- **Information provided**:

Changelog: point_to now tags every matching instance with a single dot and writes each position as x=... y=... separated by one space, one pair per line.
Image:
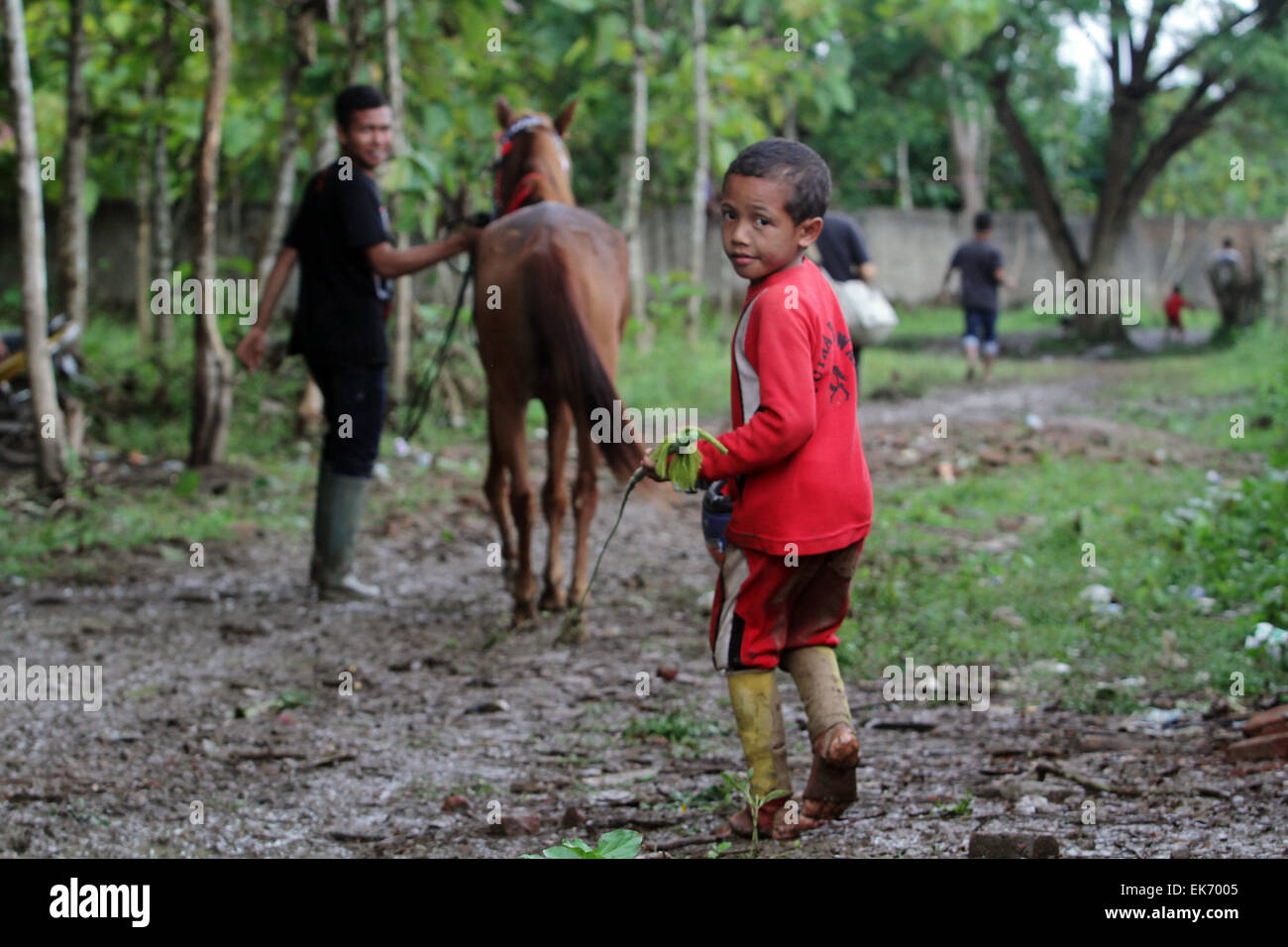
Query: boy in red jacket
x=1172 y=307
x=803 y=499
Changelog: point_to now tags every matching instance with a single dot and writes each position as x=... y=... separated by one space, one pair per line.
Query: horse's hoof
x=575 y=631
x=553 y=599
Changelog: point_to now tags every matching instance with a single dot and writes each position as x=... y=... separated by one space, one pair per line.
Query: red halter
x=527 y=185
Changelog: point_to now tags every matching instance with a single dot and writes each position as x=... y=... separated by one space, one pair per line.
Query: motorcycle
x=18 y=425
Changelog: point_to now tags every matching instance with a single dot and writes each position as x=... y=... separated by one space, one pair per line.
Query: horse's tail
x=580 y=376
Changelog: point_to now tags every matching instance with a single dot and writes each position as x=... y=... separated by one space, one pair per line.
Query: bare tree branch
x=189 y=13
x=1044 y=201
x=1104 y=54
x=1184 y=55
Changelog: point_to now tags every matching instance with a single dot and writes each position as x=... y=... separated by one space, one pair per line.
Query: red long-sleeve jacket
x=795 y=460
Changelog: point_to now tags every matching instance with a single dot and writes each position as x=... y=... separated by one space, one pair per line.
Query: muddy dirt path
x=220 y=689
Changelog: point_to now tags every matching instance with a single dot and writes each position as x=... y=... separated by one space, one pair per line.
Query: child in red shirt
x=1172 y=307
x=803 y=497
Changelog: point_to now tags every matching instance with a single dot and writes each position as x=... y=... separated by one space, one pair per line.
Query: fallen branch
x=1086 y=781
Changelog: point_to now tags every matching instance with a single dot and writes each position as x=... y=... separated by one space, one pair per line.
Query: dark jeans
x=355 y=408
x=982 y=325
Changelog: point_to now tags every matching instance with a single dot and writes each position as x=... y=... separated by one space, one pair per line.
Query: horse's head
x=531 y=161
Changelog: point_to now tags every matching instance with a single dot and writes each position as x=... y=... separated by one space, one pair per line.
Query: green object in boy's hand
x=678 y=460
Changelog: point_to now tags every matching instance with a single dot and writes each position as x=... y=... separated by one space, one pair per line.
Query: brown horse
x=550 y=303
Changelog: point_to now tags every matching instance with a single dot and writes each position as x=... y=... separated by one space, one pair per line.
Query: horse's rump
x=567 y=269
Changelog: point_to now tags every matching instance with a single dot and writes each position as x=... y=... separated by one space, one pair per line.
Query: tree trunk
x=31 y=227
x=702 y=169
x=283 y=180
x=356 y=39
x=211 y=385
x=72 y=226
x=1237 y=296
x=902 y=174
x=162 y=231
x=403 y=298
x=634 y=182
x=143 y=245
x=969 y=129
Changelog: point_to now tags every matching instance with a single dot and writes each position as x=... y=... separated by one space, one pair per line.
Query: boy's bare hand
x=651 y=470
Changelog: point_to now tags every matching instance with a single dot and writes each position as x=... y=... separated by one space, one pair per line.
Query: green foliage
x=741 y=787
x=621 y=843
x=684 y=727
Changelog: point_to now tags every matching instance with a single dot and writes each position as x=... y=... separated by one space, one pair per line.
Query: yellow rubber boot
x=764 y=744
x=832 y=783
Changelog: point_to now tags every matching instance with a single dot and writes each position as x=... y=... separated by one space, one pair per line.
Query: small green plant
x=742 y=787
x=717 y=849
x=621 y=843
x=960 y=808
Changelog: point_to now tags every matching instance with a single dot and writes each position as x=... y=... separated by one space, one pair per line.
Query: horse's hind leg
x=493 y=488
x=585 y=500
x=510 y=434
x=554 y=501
* * *
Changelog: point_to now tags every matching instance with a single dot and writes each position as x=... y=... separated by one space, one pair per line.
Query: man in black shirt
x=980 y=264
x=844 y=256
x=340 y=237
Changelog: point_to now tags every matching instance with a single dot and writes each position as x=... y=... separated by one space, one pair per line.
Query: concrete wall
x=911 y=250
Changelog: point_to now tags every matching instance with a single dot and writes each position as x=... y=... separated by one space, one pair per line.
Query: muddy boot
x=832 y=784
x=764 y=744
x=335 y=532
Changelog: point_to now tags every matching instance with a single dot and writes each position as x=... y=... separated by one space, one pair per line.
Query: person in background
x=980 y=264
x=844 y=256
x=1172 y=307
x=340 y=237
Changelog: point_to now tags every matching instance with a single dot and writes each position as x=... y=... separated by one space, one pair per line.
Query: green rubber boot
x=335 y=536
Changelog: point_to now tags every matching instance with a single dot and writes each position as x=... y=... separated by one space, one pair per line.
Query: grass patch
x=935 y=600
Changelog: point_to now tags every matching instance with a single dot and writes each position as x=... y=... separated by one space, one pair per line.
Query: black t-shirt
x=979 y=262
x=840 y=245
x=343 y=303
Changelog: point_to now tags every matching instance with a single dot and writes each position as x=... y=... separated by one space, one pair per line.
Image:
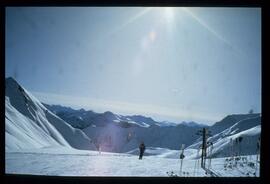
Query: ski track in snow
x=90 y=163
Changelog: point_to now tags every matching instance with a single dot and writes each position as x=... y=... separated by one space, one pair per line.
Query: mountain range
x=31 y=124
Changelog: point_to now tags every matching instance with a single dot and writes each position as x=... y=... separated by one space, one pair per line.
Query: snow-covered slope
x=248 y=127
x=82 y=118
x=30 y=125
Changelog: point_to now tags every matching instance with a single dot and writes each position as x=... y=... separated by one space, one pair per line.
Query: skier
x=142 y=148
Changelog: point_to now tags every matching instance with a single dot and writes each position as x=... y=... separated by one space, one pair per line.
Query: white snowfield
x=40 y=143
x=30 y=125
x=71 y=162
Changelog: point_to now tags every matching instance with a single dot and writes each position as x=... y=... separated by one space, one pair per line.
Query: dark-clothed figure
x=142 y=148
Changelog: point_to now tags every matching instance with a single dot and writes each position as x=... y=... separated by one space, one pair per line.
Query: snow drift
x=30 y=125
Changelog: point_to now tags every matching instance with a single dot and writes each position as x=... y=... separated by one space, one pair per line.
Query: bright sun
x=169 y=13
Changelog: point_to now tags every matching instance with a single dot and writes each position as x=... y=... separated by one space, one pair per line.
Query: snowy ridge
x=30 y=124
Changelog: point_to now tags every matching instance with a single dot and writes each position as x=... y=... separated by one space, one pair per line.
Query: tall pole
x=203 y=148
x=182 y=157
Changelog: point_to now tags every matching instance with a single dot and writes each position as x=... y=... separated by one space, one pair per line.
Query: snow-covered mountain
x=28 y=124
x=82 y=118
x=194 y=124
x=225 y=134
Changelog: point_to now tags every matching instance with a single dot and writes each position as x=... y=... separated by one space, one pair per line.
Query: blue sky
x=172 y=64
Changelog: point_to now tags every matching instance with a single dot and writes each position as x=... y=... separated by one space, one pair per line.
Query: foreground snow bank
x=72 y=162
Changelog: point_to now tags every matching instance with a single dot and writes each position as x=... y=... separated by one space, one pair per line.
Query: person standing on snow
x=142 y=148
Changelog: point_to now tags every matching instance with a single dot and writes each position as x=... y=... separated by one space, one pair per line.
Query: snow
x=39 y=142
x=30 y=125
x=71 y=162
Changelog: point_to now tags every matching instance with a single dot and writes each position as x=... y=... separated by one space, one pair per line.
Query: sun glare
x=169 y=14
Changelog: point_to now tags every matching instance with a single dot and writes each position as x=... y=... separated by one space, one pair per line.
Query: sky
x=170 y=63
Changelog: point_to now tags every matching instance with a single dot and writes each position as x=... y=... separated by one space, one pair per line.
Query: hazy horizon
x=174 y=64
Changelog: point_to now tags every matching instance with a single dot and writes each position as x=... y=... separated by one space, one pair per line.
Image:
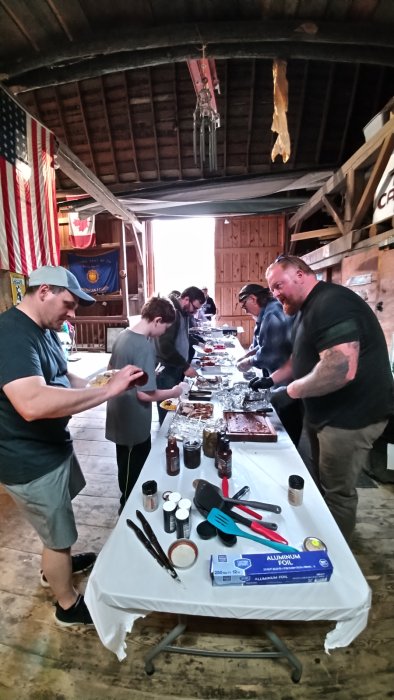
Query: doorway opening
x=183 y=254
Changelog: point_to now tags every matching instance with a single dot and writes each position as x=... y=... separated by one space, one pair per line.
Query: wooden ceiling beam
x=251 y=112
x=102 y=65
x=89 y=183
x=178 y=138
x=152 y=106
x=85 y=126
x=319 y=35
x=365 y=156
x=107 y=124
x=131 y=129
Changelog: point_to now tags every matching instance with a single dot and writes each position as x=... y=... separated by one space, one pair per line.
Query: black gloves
==
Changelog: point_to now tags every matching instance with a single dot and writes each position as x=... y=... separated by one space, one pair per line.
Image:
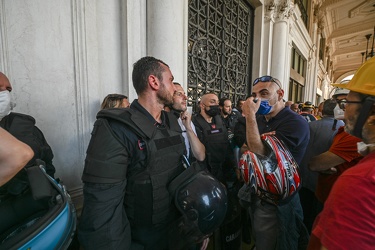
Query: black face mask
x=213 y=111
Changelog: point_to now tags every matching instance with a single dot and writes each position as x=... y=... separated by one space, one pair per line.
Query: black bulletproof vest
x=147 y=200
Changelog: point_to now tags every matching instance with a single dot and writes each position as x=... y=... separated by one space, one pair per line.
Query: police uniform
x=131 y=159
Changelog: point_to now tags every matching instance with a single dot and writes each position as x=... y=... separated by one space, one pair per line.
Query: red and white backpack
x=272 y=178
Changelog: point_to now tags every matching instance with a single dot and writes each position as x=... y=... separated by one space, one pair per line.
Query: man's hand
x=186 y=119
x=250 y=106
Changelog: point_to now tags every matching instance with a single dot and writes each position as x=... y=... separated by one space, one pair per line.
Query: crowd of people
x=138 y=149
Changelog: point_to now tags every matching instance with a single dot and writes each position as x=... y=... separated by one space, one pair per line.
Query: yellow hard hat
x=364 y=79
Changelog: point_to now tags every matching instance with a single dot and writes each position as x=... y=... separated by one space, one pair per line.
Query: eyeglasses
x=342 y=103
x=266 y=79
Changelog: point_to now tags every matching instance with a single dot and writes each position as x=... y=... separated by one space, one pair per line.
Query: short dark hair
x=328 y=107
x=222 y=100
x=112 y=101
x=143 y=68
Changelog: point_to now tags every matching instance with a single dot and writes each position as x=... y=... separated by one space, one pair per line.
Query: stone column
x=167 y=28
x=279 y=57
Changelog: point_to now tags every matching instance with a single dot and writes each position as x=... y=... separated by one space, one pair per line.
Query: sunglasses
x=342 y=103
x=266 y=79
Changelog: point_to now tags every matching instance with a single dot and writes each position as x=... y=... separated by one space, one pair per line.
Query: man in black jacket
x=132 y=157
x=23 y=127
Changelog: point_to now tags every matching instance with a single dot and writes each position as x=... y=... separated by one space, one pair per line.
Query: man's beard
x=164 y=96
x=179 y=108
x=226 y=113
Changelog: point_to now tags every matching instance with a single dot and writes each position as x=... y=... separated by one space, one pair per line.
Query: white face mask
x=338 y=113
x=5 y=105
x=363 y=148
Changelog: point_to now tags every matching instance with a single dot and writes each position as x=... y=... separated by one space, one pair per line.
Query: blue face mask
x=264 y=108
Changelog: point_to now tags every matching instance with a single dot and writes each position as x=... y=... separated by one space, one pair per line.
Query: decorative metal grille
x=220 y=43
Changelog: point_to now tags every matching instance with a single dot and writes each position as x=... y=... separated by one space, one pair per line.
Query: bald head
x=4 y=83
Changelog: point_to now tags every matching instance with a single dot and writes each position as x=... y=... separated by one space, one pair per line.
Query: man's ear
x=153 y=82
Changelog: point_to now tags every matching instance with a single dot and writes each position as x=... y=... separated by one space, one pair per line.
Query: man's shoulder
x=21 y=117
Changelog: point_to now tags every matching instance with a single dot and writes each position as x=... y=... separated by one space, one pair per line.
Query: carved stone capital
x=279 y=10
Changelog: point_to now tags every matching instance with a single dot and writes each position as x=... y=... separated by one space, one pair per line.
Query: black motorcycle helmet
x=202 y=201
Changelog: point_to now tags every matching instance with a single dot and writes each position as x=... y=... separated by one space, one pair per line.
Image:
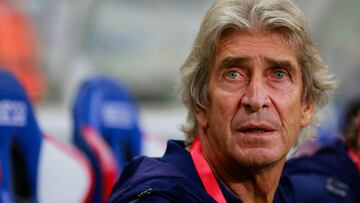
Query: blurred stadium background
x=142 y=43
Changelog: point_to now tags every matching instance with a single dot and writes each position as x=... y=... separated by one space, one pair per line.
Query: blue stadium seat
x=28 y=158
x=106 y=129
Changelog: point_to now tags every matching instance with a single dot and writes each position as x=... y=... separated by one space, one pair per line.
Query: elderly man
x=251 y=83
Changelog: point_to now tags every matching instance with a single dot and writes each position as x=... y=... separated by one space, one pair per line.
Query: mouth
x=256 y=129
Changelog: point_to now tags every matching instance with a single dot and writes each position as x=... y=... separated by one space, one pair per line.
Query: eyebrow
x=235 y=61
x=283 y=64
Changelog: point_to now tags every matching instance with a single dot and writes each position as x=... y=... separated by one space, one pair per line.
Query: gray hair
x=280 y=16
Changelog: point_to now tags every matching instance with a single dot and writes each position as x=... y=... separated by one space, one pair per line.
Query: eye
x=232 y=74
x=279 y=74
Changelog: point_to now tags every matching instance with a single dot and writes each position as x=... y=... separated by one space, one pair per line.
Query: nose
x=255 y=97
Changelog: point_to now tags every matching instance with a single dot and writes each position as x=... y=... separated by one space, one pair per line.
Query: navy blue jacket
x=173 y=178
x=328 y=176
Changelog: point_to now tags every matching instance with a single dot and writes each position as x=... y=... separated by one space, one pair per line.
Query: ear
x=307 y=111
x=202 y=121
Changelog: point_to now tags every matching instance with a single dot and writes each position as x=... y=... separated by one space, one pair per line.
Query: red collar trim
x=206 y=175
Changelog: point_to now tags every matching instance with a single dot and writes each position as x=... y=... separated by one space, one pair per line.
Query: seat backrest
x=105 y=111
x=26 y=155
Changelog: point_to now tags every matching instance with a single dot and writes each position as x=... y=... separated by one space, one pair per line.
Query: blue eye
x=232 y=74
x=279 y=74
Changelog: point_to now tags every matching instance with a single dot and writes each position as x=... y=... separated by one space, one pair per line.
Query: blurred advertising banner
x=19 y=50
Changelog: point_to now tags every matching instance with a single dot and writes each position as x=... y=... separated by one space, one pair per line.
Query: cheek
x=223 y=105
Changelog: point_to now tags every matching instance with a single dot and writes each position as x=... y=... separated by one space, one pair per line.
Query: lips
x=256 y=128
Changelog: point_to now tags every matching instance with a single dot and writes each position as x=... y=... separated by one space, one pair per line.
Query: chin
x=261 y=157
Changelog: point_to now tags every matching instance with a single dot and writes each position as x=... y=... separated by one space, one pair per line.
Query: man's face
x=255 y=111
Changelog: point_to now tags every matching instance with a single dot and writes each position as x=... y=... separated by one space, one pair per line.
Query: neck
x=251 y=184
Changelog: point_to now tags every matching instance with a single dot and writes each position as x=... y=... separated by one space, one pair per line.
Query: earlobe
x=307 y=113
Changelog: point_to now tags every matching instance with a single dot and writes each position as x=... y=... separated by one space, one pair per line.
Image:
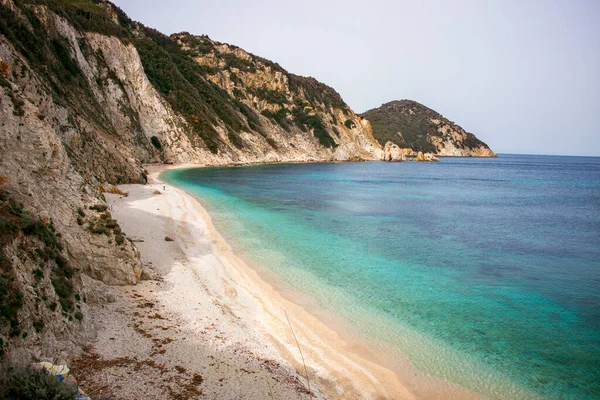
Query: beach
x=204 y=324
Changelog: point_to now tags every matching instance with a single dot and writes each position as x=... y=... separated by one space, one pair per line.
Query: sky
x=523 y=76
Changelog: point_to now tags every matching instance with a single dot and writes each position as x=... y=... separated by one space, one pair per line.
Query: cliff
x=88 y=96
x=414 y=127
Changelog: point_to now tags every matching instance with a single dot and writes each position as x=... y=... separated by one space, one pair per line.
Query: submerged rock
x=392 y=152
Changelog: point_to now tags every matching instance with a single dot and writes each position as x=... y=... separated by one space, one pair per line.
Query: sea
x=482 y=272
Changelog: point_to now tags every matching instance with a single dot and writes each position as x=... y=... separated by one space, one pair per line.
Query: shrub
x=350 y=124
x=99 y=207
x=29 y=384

- **Written instruction**: List every line of the records that contains the word "dark", copying each line in full.

- **Answer to this exercise**:
Query: dark jeans
Query: dark-clothed figure
Query: short dark hair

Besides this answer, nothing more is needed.